== Excerpted records ==
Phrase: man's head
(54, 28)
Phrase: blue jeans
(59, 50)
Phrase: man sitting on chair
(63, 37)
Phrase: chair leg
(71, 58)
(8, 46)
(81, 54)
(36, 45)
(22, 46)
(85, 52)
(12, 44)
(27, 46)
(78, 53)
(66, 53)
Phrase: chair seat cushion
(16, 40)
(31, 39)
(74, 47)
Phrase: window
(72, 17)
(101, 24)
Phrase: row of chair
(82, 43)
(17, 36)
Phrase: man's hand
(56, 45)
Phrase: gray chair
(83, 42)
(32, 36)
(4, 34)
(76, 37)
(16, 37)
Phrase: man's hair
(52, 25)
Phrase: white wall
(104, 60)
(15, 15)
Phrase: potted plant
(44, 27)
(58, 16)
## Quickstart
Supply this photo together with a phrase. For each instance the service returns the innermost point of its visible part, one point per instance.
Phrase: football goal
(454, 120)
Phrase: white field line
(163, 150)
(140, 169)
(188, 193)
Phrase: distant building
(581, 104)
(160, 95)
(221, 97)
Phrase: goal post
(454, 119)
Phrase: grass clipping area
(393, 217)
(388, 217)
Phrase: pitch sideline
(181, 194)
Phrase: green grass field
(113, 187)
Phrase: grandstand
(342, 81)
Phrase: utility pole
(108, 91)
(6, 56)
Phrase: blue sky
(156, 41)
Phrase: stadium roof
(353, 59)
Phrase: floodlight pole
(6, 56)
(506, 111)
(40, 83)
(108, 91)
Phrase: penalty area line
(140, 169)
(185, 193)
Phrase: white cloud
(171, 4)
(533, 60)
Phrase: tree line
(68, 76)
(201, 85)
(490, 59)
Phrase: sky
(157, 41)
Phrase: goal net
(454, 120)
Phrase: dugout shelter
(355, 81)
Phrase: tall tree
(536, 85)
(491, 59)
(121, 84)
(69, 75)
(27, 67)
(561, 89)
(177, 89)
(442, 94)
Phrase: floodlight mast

== What you have to do ==
The full set of records above must be retyped exactly.

== Answer ==
Phrase: man's head
(54, 28)
Phrase: blue jeans
(59, 50)
Phrase: man sitting on chair
(63, 37)
Phrase: chair leg
(71, 58)
(8, 46)
(81, 54)
(36, 45)
(22, 46)
(85, 52)
(12, 44)
(27, 46)
(78, 53)
(66, 53)
Phrase: chair seat cushion
(16, 40)
(31, 39)
(74, 47)
Phrase: window
(72, 17)
(101, 24)
Phrase: row of chair
(82, 43)
(17, 36)
Phrase: man's hand
(56, 45)
Phrase: gray chair
(83, 42)
(32, 36)
(4, 34)
(76, 37)
(16, 37)
Phrase: man's hair
(52, 25)
Phrase: white wall
(104, 60)
(15, 15)
Phrase: potted plant
(44, 27)
(58, 16)
## Quickstart
Supply this photo together with a phrase. For each instance the service returns the innermost point of its visible part, one point per instance.
Phrase: football goal
(454, 120)
Phrase: white field line
(163, 150)
(140, 169)
(188, 193)
Phrase: distant building
(581, 104)
(160, 95)
(221, 97)
Phrase: goal post
(454, 119)
Phrase: grass clipping area
(393, 217)
(388, 217)
Phrase: pitch sideline
(181, 194)
Phrase: green grass field
(113, 187)
Phrase: grandstand
(342, 81)
Phrase: utility pole
(108, 91)
(6, 56)
Phrase: blue sky
(156, 41)
Phrase: stadium roof
(353, 59)
Phrase: floodlight pole
(6, 56)
(506, 111)
(40, 83)
(108, 91)
Phrase: penalty area line
(140, 169)
(185, 193)
Phrase: white cloud
(171, 4)
(533, 60)
Phrase: tree line
(68, 76)
(201, 85)
(490, 59)
Phrase: sky
(157, 41)
Phrase: goal net
(454, 120)
Phrase: dugout shelter
(355, 81)
Phrase: tall tree
(536, 85)
(491, 59)
(121, 84)
(69, 75)
(27, 67)
(561, 89)
(177, 89)
(442, 94)
Phrase: floodlight mast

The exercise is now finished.